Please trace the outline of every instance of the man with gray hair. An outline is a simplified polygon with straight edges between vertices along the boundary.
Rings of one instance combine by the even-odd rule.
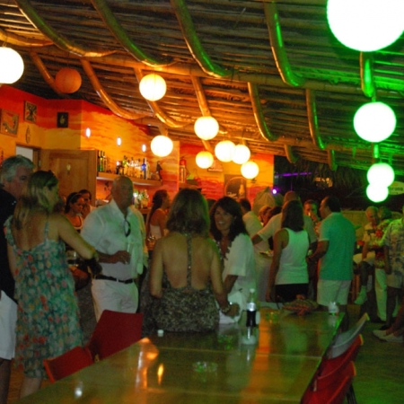
[[[101,274],[92,274],[92,294],[97,321],[104,310],[136,312],[137,277],[147,265],[143,217],[132,209],[133,183],[119,176],[112,183],[112,200],[92,210],[81,235],[100,256]]]
[[[14,212],[17,200],[32,172],[33,162],[22,155],[8,157],[3,162],[0,174],[0,222]],[[3,229],[2,229],[3,230]],[[0,404],[7,402],[11,374],[11,360],[14,356],[17,304],[14,279],[7,258],[4,233],[0,232]]]

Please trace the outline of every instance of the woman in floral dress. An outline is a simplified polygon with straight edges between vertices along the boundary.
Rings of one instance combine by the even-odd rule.
[[[50,171],[32,174],[13,216],[5,223],[10,268],[18,301],[15,364],[24,378],[20,396],[40,389],[43,360],[82,344],[77,300],[65,258],[65,242],[83,259],[96,256],[70,222],[53,213],[58,180]]]

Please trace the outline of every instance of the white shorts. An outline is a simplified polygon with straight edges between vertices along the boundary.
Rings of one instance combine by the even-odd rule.
[[[350,280],[334,281],[319,279],[317,285],[317,303],[322,306],[328,306],[330,302],[347,305],[351,287]]]
[[[17,304],[4,292],[0,297],[0,358],[13,359],[15,349]]]
[[[110,280],[92,279],[92,300],[97,321],[104,310],[136,312],[139,294],[136,284],[122,284]]]

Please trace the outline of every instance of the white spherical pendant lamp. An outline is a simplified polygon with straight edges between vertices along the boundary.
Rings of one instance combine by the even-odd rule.
[[[244,162],[247,162],[250,160],[250,155],[251,153],[246,145],[237,145],[233,155],[233,161],[236,164],[244,164]]]
[[[362,105],[354,117],[354,127],[359,137],[372,143],[386,140],[396,128],[396,115],[383,102]]]
[[[82,76],[75,69],[63,67],[57,73],[55,84],[62,92],[71,94],[82,85]]]
[[[167,84],[161,75],[152,73],[140,80],[139,91],[146,100],[159,101],[165,95]]]
[[[386,162],[376,162],[367,171],[369,183],[380,187],[389,187],[394,181],[394,170]]]
[[[0,48],[0,83],[13,84],[24,72],[24,61],[21,55],[11,48]]]
[[[346,47],[373,52],[395,42],[404,31],[402,0],[329,0],[327,20]]]
[[[172,152],[172,140],[163,135],[159,135],[152,140],[150,147],[154,154],[165,157]]]
[[[214,162],[214,156],[211,153],[203,151],[199,152],[196,157],[197,165],[200,168],[206,169],[209,168]]]
[[[229,162],[233,159],[235,145],[231,140],[222,140],[215,147],[215,156],[224,162]]]
[[[197,136],[203,140],[211,140],[219,132],[219,124],[213,117],[200,117],[194,125]]]
[[[376,184],[369,184],[366,188],[366,195],[373,202],[382,202],[389,195],[389,189]]]
[[[242,175],[244,178],[251,180],[251,179],[257,177],[259,172],[259,167],[254,162],[247,162],[242,165]]]

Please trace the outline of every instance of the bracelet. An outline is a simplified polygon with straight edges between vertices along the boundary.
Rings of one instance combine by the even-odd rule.
[[[227,302],[227,304],[224,307],[221,307],[220,311],[224,313],[224,314],[227,314],[230,311],[232,310],[232,303]]]

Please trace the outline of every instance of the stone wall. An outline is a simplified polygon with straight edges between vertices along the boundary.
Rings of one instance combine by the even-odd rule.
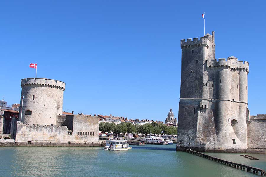
[[[51,125],[18,122],[16,143],[39,144],[49,143],[56,143],[56,145],[60,143],[96,145],[99,143],[98,117],[76,115],[60,116],[57,117],[56,122],[57,125]]]
[[[249,63],[215,59],[214,35],[181,42],[177,150],[247,148]]]
[[[249,149],[266,149],[266,114],[250,116],[247,137]]]

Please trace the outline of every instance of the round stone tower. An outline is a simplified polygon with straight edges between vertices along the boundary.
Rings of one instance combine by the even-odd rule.
[[[22,79],[20,120],[22,115],[24,123],[55,124],[56,116],[62,114],[65,85],[63,82],[46,78]]]

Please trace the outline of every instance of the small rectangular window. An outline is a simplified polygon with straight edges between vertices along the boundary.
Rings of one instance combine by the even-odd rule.
[[[233,140],[233,144],[236,144],[236,139],[232,139],[232,140]]]

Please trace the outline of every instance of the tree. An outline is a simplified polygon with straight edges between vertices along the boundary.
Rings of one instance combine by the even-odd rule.
[[[108,122],[101,122],[99,126],[99,130],[104,133],[110,131],[110,124]]]
[[[168,133],[169,135],[176,135],[177,134],[177,127],[171,126],[168,128]]]
[[[147,135],[150,132],[153,132],[154,131],[153,127],[150,124],[145,124],[142,125],[143,133]]]
[[[128,133],[135,133],[137,132],[137,129],[133,124],[130,122],[126,123],[126,132]]]

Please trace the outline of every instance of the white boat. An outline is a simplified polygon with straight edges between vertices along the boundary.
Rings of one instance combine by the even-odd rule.
[[[167,145],[167,143],[160,137],[149,136],[145,138],[145,143],[155,145]]]
[[[173,141],[172,140],[166,140],[165,141],[169,145],[172,145],[173,143]]]
[[[113,140],[106,141],[104,150],[127,150],[132,148],[127,144],[127,140]]]

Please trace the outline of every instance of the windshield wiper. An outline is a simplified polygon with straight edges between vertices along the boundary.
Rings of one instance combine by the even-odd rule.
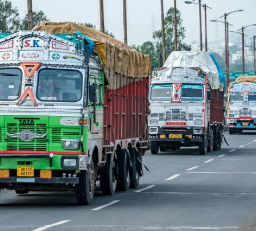
[[[0,73],[1,76],[19,76],[17,74],[9,74],[8,73]]]

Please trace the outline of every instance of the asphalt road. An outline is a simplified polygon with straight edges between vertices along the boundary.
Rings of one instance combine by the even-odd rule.
[[[256,221],[256,133],[225,134],[229,146],[153,155],[136,190],[96,193],[77,206],[72,192],[0,194],[3,230],[237,230]],[[253,230],[256,230],[253,229]]]

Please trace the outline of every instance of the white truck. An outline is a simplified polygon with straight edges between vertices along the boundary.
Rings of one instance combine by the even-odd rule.
[[[240,76],[230,83],[227,115],[230,134],[256,130],[255,76]]]
[[[209,53],[174,52],[154,71],[149,93],[152,154],[181,146],[198,146],[200,155],[220,148],[224,105],[219,70]]]

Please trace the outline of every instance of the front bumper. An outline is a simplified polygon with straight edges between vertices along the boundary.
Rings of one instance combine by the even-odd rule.
[[[27,184],[78,184],[78,177],[52,177],[43,179],[40,177],[17,177],[0,178],[0,184],[27,183]]]
[[[201,134],[195,134],[194,129],[202,129]],[[206,133],[206,130],[203,127],[158,127],[157,134],[150,134],[149,135],[149,141],[156,141],[160,142],[183,142],[190,143],[191,142],[202,142],[203,136]],[[169,134],[179,134],[182,135],[181,138],[169,138]],[[160,138],[160,135],[165,137]]]

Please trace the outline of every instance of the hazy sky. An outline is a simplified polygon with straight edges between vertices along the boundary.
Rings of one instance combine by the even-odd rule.
[[[20,16],[27,13],[27,0],[11,0],[19,9]],[[33,10],[42,10],[51,21],[90,22],[100,28],[99,0],[32,0]],[[141,44],[152,40],[152,32],[160,29],[160,0],[126,0],[128,43]],[[164,0],[165,14],[173,6],[173,0]],[[196,0],[195,2],[197,2]],[[123,40],[122,0],[104,0],[105,28],[115,37]],[[256,0],[202,0],[212,8],[207,10],[208,40],[224,37],[224,27],[222,23],[210,22],[219,19],[226,12],[243,9],[243,12],[230,15],[228,20],[237,30],[242,25],[256,23],[255,12]],[[185,41],[187,43],[199,41],[198,6],[188,5],[184,0],[177,0],[177,8],[180,10],[183,25],[186,29]],[[202,9],[203,29],[204,15]],[[219,19],[222,20],[222,19]],[[255,27],[256,34],[256,27]],[[204,41],[204,30],[203,31]]]

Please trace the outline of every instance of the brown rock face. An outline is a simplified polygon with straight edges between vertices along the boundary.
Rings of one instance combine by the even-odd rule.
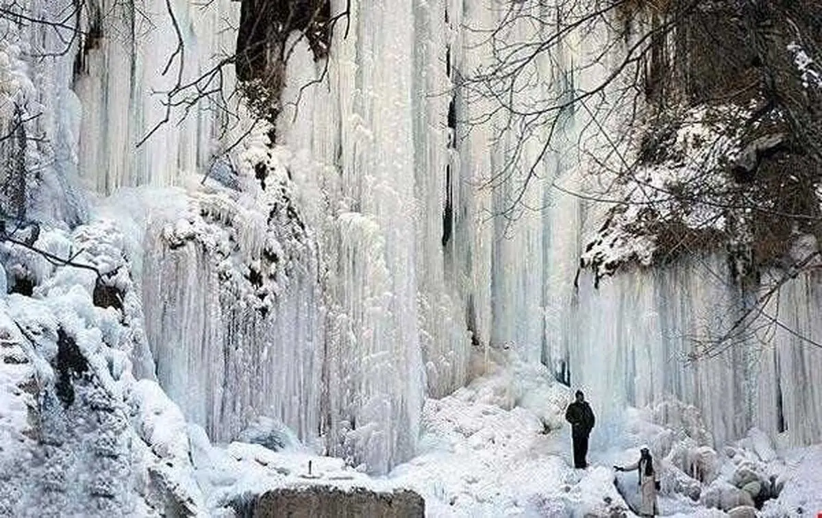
= = = = =
▶ What is expected
Rewrite everything from the line containing "Please trace the outline of every instance of the windshield" down to the line containing "[[[0,73],[1,76],[19,76],[17,74],[9,74],[8,73]]]", substituting "wiper blade" for "windshield wiper" and leaving all else unchanged. Leave out the pictures.

▶ Exercise answer
Please trace the outline of every instance of the wiper blade. An outline is a simplified polygon with straight edges between vertices along the boundary.
Rings of one instance combine by the even-odd rule.
[[[0,73],[1,76],[19,76],[17,74],[9,74],[8,73]]]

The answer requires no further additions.